**Text excerpt:**
# # #

This tutorial uses a VLA Head (action prediction head) as an example to demonstrate how to add a custom module.

The Head-related code is located in fluxvla/models/heads/:

fluxvla/models/heads/
├── flow_matching_head.py         # FlowMatchingHead (DiT)
├── flow_matching_inference_head.py # FlowMatchingInferenceHead (CUDA Graph)
├── llava_action_head.py          # LlavaActionHead (Transformer)
└── openvla_head.py              # OpenVLAHead (Token-based)

# # #

**Requests:**
a) Transcribe the tutorial on adding a custom module between "This tutorial uses" and "# FlowMatchingHead (DiT)", inclusive.
b) In the tutorial on adding a custom module, present the directory tree beginning "fluxvla/models/heads/" as a bulleted list that pairs each file with its class and type.
c) Write the next part of the tutorial on adding a custom module, picking up after its final line.

# # #

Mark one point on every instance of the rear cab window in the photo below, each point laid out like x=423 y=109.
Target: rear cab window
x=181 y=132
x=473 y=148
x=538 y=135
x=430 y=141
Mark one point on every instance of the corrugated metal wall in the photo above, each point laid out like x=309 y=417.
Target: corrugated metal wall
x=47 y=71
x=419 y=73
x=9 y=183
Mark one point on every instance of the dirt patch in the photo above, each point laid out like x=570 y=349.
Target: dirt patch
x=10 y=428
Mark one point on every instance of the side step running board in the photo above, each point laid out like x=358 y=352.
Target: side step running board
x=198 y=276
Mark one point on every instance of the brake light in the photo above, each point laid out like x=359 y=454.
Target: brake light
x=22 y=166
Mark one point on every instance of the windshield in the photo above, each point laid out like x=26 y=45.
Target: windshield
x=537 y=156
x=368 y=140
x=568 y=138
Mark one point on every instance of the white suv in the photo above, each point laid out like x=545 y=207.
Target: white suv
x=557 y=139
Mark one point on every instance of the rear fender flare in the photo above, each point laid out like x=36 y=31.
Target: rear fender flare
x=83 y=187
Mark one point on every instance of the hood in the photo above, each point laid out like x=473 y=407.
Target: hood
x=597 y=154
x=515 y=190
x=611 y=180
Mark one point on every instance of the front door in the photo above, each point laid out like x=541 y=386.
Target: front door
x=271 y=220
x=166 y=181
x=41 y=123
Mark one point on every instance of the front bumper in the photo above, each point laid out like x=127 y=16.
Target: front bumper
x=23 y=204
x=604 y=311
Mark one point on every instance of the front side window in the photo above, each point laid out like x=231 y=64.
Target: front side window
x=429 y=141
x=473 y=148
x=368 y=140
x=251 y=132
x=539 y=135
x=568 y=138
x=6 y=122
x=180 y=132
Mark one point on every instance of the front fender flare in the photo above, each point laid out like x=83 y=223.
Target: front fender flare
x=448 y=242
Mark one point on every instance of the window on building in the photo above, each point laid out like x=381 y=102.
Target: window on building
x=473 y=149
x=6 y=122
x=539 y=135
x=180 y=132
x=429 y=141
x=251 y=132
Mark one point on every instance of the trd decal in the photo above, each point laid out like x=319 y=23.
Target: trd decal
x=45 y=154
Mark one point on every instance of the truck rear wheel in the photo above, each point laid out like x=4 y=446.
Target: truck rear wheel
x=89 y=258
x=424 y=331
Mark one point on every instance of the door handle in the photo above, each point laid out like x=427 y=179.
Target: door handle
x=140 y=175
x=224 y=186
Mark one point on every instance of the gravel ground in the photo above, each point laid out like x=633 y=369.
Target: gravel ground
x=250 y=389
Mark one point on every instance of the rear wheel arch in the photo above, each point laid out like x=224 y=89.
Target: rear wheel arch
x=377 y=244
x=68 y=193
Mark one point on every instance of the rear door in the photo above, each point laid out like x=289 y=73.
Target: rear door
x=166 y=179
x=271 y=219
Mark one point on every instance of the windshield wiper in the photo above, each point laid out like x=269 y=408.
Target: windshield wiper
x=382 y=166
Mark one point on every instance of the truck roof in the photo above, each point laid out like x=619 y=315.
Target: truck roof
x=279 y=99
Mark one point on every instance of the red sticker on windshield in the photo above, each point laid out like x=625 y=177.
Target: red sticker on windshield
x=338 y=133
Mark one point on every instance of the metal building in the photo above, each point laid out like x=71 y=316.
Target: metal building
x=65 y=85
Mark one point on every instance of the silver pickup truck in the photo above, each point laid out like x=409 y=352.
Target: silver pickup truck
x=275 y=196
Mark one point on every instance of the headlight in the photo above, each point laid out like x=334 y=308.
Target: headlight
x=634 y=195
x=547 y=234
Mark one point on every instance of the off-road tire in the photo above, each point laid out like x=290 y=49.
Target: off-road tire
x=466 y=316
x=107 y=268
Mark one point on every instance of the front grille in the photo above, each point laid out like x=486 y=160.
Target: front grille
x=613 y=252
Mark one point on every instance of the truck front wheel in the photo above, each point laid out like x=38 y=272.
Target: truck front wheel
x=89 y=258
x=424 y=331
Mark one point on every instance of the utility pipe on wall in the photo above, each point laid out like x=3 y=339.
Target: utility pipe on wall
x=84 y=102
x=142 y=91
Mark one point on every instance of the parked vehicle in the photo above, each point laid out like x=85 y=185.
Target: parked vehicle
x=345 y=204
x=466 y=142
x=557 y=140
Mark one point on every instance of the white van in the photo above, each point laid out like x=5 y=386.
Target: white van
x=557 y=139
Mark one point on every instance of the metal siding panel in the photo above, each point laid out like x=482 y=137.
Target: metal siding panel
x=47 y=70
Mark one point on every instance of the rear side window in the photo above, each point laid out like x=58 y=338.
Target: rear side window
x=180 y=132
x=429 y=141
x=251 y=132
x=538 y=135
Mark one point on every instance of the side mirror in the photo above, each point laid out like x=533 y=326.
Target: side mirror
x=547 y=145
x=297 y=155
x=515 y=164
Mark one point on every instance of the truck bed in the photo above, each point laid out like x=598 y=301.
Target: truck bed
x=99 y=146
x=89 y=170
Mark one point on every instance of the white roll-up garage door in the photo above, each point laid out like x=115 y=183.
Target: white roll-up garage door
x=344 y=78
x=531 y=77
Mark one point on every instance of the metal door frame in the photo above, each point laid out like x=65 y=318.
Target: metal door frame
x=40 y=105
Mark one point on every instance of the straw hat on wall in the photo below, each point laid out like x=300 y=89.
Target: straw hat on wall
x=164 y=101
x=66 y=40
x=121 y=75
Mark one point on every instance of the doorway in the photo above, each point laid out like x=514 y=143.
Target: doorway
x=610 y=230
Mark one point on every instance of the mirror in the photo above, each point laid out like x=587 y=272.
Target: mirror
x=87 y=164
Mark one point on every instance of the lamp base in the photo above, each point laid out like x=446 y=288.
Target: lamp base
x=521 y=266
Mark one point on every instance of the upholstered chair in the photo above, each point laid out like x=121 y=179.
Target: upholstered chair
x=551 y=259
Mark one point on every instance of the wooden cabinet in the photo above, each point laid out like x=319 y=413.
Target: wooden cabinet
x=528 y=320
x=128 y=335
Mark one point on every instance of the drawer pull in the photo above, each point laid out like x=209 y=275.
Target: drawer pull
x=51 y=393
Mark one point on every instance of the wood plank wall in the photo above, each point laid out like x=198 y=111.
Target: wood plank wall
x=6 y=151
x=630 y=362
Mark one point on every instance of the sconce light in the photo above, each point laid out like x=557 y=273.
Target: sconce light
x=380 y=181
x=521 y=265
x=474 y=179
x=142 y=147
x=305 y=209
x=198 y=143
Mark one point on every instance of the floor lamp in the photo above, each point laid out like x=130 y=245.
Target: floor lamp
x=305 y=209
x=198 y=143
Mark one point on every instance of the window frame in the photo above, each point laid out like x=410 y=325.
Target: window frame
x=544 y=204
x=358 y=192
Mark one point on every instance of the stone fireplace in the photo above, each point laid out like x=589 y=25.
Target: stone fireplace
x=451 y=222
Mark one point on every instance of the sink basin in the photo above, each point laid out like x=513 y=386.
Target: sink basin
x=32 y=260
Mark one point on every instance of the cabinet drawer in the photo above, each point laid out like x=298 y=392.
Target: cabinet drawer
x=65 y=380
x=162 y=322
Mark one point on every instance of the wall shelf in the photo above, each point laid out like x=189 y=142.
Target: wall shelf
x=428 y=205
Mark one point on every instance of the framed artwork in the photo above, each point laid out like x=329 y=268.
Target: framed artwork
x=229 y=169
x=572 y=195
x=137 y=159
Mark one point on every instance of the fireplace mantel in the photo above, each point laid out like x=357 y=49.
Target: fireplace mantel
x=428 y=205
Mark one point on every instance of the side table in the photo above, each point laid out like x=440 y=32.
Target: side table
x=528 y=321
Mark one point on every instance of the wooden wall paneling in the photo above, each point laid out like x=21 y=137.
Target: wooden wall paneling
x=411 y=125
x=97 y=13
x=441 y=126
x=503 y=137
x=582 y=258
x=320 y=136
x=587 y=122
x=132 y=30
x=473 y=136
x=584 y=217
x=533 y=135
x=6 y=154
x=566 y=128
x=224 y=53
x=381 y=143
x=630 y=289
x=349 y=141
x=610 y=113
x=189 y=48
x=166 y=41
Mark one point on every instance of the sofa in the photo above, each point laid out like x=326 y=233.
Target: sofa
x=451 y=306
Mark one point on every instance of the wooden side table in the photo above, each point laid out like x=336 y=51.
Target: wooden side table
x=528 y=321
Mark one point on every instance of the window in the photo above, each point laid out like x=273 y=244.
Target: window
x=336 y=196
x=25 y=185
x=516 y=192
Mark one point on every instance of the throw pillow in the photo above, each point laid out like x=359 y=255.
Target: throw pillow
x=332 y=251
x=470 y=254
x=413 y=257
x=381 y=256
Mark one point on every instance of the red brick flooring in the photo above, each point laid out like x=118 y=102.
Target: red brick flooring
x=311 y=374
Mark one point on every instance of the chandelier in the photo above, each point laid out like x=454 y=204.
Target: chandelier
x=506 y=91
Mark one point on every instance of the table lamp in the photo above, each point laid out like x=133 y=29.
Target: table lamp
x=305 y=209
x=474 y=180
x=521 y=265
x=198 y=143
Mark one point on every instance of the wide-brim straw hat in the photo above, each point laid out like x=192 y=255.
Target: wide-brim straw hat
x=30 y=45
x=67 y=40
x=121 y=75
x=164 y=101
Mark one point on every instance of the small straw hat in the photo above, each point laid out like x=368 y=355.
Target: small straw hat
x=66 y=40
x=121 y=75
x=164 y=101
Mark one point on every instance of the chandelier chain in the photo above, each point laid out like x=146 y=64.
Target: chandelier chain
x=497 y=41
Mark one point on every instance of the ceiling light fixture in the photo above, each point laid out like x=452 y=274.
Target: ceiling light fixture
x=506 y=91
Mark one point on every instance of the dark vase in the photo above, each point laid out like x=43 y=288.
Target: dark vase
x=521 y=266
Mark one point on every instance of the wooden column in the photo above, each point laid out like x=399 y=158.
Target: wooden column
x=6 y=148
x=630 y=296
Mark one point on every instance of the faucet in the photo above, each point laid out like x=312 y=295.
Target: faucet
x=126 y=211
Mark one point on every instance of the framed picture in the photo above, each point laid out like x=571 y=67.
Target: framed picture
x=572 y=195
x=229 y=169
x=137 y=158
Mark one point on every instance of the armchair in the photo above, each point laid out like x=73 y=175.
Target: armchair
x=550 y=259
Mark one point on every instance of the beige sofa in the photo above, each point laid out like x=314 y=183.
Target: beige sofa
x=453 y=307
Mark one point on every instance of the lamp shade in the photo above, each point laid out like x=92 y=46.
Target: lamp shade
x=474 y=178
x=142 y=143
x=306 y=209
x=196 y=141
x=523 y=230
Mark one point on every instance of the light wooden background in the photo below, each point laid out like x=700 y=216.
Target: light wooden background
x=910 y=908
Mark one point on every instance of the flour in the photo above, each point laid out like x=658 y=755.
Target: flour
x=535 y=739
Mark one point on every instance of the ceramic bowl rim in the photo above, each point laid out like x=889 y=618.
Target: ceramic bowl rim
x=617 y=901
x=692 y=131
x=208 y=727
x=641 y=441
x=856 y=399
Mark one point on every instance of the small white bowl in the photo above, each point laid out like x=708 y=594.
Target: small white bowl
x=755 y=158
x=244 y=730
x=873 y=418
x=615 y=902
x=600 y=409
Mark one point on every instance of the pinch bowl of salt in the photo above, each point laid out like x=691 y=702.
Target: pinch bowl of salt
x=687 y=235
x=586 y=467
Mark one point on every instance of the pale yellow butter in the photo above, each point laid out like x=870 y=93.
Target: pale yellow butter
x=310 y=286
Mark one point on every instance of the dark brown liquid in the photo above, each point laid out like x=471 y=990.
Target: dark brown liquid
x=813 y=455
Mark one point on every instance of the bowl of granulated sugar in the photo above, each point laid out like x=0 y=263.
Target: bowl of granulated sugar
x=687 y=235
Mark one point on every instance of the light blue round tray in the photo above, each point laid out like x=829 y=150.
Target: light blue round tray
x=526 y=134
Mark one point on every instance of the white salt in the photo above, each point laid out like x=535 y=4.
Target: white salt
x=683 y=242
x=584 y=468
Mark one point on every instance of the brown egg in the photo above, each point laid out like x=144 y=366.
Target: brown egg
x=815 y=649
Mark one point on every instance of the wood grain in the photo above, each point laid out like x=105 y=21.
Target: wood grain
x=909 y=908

# # #

**Answers to the exercise:**
a)
This tutorial uses a VLA Head (action prediction head) as an example to demonstrate how to add a custom module.

The Head-related code is located in fluxvla/models/heads/:

fluxvla/models/heads/
├── flow_matching_head.py         # FlowMatchingHead (DiT)

b)
- flow_matching_head.py: FlowMatchingHead (DiT)
- flow_matching_inference_head.py: FlowMatchingInferenceHead (CUDA Graph)
- llava_action_head.py: LlavaActionHead (Transformer)
- openvla_head.py: OpenVLAHead (Token-based)

c)
Design references for existing Heads:

Head Type	Action Prediction Method	Characteristics
`FlowMatchingHead`	Flow Matching (DiT)	Generative, multi-step denoising, suitable for complex action distributions
`LlavaActionHead`	Transformer decoding	Autoregressive prediction, supports variable-length trajectories
`OpenVLAHead`	Token discretization	Token prediction based on VLM, no additional network required

Adding a New VLA Head#

Step 1: Create the Head File#

Create a new file under fluxvla/models/heads/, for example my_action_head.py:

from typing import Callable, Dict, Optional

import torch
import torch.nn as nn

from fluxvla.engines.utils.root import HEADS


@HEADS.register_module()
class MyActionHead(nn.Module):
    """自定义动作预测头。"""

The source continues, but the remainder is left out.